◆ **YOUR TASK**
Copy each of the entries below word for word, keeping every line the same.

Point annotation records
______
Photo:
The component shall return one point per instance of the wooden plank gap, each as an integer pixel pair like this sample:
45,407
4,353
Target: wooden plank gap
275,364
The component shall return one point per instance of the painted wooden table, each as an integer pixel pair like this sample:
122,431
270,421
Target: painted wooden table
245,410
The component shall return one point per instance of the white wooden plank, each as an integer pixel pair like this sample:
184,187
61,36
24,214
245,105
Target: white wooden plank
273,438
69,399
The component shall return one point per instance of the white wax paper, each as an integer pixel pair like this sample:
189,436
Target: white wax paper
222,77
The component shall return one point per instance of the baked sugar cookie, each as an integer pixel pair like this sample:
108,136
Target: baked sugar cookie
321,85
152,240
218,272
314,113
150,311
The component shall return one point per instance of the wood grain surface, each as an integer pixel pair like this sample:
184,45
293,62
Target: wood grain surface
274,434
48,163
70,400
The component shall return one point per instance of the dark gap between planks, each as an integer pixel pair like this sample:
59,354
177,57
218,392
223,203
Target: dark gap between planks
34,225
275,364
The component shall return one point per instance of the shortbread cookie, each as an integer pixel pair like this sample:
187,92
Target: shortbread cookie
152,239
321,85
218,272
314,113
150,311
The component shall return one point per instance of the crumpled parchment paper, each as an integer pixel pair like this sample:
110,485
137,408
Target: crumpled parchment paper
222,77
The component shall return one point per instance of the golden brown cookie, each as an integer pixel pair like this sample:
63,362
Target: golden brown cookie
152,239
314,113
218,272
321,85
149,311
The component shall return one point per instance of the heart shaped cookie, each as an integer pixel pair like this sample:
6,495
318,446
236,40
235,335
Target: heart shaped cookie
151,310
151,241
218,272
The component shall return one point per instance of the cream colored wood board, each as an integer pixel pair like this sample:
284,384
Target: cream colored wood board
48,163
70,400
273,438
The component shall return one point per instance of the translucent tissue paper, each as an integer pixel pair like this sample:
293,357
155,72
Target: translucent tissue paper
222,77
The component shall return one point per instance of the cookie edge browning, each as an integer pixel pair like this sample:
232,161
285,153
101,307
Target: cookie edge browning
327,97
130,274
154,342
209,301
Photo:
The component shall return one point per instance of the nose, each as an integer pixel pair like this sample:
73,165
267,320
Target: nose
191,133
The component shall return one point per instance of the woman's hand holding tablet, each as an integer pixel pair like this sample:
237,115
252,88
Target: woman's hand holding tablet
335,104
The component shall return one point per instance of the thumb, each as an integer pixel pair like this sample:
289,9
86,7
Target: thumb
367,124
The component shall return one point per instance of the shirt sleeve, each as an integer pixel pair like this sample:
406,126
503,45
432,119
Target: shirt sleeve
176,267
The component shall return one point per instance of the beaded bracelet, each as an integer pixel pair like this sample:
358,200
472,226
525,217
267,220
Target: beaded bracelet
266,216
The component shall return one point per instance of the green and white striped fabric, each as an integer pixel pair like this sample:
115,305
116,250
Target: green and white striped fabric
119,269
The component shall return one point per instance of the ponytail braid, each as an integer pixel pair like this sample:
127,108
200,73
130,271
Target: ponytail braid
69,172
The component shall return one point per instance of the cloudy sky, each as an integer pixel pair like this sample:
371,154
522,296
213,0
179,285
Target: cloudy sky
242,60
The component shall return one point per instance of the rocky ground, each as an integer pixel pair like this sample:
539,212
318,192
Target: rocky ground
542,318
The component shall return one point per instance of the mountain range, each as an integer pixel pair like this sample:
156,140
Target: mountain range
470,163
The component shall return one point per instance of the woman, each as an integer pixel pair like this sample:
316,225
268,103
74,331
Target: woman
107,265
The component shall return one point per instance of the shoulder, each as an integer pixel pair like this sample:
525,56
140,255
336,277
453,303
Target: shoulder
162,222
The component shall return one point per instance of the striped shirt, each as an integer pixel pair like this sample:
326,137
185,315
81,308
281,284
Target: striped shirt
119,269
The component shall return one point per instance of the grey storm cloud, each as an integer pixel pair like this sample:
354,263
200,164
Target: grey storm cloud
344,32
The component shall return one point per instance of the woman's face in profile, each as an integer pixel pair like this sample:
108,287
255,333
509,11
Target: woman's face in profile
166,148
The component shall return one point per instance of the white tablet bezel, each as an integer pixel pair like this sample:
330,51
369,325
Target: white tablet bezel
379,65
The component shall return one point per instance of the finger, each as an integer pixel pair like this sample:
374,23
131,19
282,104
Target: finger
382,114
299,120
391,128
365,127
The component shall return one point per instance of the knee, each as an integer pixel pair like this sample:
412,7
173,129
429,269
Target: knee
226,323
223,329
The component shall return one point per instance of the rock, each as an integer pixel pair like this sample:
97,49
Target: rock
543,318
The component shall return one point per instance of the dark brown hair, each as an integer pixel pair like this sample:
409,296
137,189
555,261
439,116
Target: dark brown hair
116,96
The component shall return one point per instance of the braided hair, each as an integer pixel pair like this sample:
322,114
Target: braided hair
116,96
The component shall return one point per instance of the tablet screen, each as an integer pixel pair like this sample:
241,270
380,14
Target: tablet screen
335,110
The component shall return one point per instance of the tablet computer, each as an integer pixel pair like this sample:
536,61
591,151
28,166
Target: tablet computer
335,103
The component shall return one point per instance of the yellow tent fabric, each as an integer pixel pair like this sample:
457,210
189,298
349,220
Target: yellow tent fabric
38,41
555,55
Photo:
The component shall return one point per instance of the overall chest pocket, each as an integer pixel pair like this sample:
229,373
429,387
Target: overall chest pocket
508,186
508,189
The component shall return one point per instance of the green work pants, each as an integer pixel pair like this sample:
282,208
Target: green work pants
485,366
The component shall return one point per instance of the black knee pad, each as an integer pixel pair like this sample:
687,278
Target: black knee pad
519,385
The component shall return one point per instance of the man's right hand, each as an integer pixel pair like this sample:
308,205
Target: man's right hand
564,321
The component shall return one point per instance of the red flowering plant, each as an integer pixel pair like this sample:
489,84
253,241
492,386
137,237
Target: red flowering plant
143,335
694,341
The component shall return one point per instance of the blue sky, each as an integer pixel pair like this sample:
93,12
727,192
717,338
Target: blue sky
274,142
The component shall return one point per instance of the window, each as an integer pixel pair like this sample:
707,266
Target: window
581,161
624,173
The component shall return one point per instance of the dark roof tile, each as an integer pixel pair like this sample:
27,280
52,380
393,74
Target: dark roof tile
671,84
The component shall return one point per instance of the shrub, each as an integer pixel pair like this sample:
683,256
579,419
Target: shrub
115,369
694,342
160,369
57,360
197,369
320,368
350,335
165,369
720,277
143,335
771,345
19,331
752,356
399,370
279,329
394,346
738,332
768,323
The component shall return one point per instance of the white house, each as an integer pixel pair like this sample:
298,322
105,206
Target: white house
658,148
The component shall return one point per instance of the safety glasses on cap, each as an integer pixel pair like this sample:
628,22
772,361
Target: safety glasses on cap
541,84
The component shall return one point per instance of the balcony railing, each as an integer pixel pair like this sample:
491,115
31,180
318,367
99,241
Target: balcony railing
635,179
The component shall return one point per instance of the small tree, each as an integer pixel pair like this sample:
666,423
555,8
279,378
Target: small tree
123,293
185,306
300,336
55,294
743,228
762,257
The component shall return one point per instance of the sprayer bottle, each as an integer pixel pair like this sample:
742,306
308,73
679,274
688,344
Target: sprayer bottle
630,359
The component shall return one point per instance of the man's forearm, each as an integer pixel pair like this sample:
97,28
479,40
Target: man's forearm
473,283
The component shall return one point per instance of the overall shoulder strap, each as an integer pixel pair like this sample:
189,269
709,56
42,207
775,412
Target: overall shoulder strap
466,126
______
◆ **RESPONSE BELOW**
Photo:
The component shall return one point per instance of the wooden plank gap, each as an integer pixel pair like this sample:
45,407
4,353
Target: wooden plank gap
275,364
The component shall return one point per instance of the painted wooden table, each as an integer pixel pair like this sample:
122,431
270,421
Target: painted wooden table
245,410
The component shall return one point per instance of the white wooden plank, each as an integer pixel pair like this sample:
184,187
61,36
24,214
245,105
Target: white wooden plank
273,438
69,399
The component shall return one point per instance of the white wax paper, each as an integer pixel pair like this sample:
189,436
Target: white wax paper
222,77
The component shall return one point per instance of the baked sugar cookie, each as an integer pixel pair like this sample:
108,136
Target: baked sugar cookie
321,85
152,240
218,272
314,113
150,311
The component shall return one point per instance of the wood grain surface, each as an integer pixel pair like this sample:
184,45
293,62
Target: wood grain surface
274,434
48,163
70,400
The component shall return one point per instance of the dark gap between planks, each as an integer pixel pair like this sample:
59,354
177,57
218,392
223,203
Target: dark gap between planks
34,225
275,364
The component shall return one point per instance of the shortbread cookie, each as an integer pixel pair like this sample:
187,92
Target: shortbread cookie
152,239
321,85
218,272
314,113
150,311
The component shall return one point per instance of the crumpled parchment paper, each as an integer pixel pair like this sample:
110,485
137,408
Target: crumpled parchment paper
222,77
The component shall return one point per instance of the golden brown cookie, each as an integer pixel pair like this sample:
63,362
Target: golden brown cookie
152,239
314,113
218,272
321,85
149,311
The component shall return one point per instance of the heart shaped cookie, each as an integer pixel pair like this sample:
6,495
318,446
236,40
235,335
Target: heart shaped cookie
151,310
151,241
218,272
The component shall return one point per instance of the cream colored wood board, each as an integer pixel pair like this sample:
284,384
Target: cream colored wood board
48,163
70,400
273,438
The component shall return one point per instance of the translucent tissue paper, each as an integer pixel pair like this sample:
293,357
155,72
Target: translucent tissue paper
222,77
The component shall return one point per instance of the cookie edge browning, each as an integer pixel pair like this sample:
232,161
285,153
101,307
Target: cookie edge browning
327,97
130,274
154,342
209,301
Photo:
The component shall return one point per instance of the nose, each as an integer pixel pair like this sample:
73,165
267,320
Target: nose
191,133
The component shall return one point per instance of the woman's hand holding tablet, each as an integer pixel pair like this sample:
237,115
252,88
Target: woman's hand holding tablet
335,104
The component shall return one point per instance of the thumb, each as an integer pixel pair like this sample:
289,9
86,7
Target: thumb
367,124
The component shall return one point per instance of the shirt sleeve, each as an integer pixel pair like this sample:
406,126
503,45
432,119
Target: shirt sleeve
176,267
The component shall return one point per instance of the beaded bracelet, each as an integer pixel pair like this sample:
358,200
472,226
525,217
267,220
Target: beaded bracelet
266,216
The component shall return one point per instance of the green and white striped fabric, each as an integer pixel pair like this sample:
115,305
116,250
Target: green and white striped fabric
119,269
The component shall return one point per instance of the ponytail braid, each as an integer pixel pair like this sample:
127,108
200,73
130,271
Target: ponytail braid
69,172
The component shall return one point per instance of the cloudy sky, each as an integer pixel pair like this sample:
371,154
522,296
213,0
179,285
Target: cloudy sky
242,60
The component shall return one point per instance of the rocky ground, each as an integer pixel pair like this sample:
539,212
318,192
Target: rocky ground
542,318
The component shall return one point per instance of the mountain range, each as an integer pixel pair like this sample:
156,140
Target: mountain range
470,163
The component shall return one point per instance of the woman, each as an integer pixel pair like this sample:
316,225
268,103
74,331
Target: woman
107,265
The component shall return one point per instance of the shoulder, each as an integer pixel pair like this sample:
525,56
140,255
336,277
453,303
Target: shoulder
162,222
The component shall return one point per instance of the striped shirt, each as an integer pixel pair like this sample:
326,137
185,315
81,308
281,284
Target: striped shirt
119,269
The component shall return one point per instance of the grey storm cloud, each as an integer pixel pair like this sample:
354,263
200,164
Target: grey storm cloud
344,32
The component shall return one point per instance of the woman's face in profile, each as an integer pixel pair like this sample:
108,287
255,333
509,11
Target: woman's face in profile
166,148
The component shall return one point per instance of the white tablet bezel, each as an integer pixel pair like this sample:
330,51
369,325
Target: white tablet bezel
379,65
The component shall return one point per instance of the finger, each as an integer pixel pair like this sample:
374,23
131,19
282,104
Target: finger
382,114
299,120
391,128
365,127
The component shall return one point per instance of the knee, each as an integer pixel pair like this sample:
412,7
173,129
429,269
Target: knee
226,323
223,329
The component shall return one point per instance of the rock, each as an integer pixel pair like this sample:
97,49
Target: rock
543,318
The component shall return one point per instance of the dark brown hair, each as an integer pixel pair like this sample:
409,296
137,189
555,261
439,116
Target: dark brown hair
116,96
The component shall return one point per instance of the braided hair, each as an integer pixel pair like this sample:
322,114
Target: braided hair
116,96
The component shall return one point per instance of the tablet screen, each as an integer pixel pair like this sample:
241,270
380,14
Target: tablet screen
335,110
The component shall return one point per instance of the tablet computer, each as an integer pixel pair like this sample:
536,61
591,151
28,166
Target: tablet computer
335,103
The component shall return one point per instance of the yellow tent fabric, each as an integer pixel pair like this sample:
457,210
189,298
349,220
Target: yellow tent fabric
38,41
555,55
Photo:
The component shall return one point per instance of the overall chest pocket, each as an integer pixel pair like this sample:
229,373
429,387
Target: overall chest pocket
508,186
508,189
The component shall return one point per instance of the green work pants, each as an integer pixel pair like this sample:
282,208
Target: green work pants
485,366
The component shall return one point per instance of the black knee pad, each as an integer pixel pair like this sample:
687,278
Target: black knee pad
519,385
The component shall return one point per instance of the man's right hand, each as an integer pixel pair like this sample:
308,205
Target: man's right hand
564,321
The component shall return one point per instance of the red flowering plant, each as an integer pixel pair like this sample:
489,84
253,241
492,386
137,237
Target: red flowering plant
143,335
694,341
The component shall return one point per instance of the blue sky, each as an integer pixel pair like this sample:
93,12
727,192
717,338
Target: blue sky
274,142
The component shall return one point per instance of the window, each as an integer pixel pair like this sample:
707,266
Target: window
581,161
624,173
The component shall return one point per instance of the dark roof tile, each as an integer pixel pair like this sample:
27,280
52,380
393,74
Target: dark roof tile
671,84
The component shall return one point per instance of the shrub, each as an integer pixel pair like this sample:
683,256
579,419
Target: shrub
115,369
694,342
160,369
57,360
197,369
320,368
350,335
165,369
720,277
143,335
771,345
19,331
752,356
399,370
279,329
394,346
738,332
768,323
The component shall return one point per instance of the white house, each as an integer pixel pair like this sample:
298,322
105,206
Target: white house
658,148
The component shall return one point per instance of the safety glasses on cap, each as an integer pixel pair like this sample:
628,22
772,361
Target: safety glasses on cap
541,84
The component shall return one point per instance of the balcony railing, each as an integer pixel pair like this sample:
491,115
31,180
318,367
99,241
Target: balcony railing
635,179
The component shall return one point per instance of the small tree, each as an integer pixel pair like this sample:
666,423
555,8
279,378
Target: small tree
123,293
185,306
300,336
55,294
743,228
762,257
The component shall return one point per instance of the sprayer bottle, each as an integer pixel pair like this sample:
742,306
308,73
679,274
688,344
Target: sprayer bottle
630,359
The component shall return one point per instance of the man's forearm, each as an integer pixel pair like this sample:
97,28
479,40
Target: man's forearm
473,283
The component shall return one point per instance of the overall shoulder strap, each as an integer pixel pair like this sample:
189,269
709,56
42,207
775,412
Target: overall shoulder strap
466,126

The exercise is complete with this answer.